:: Exercise brief ::
Rewrite every line of the data below, requests included, and scale each polygon vertex coordinate in the answers by 1.65. Round each result to a whole number, with halves rounded up.

:: Outline annotation records ::
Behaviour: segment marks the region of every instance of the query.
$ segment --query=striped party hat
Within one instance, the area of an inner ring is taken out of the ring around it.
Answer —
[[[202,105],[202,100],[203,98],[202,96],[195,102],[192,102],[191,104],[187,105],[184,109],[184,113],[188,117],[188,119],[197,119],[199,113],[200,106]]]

:: Answer to the task ::
Behaviour: segment marks the region of every instance of the query.
$ segment --query=striped party hat
Within one instance, the area of an inner ring is taken out of the ring around it.
Answer —
[[[333,173],[333,165],[335,162],[333,158],[322,168],[317,168],[315,172],[309,173],[304,180],[304,186],[310,193],[310,196],[325,196],[328,186],[330,175]]]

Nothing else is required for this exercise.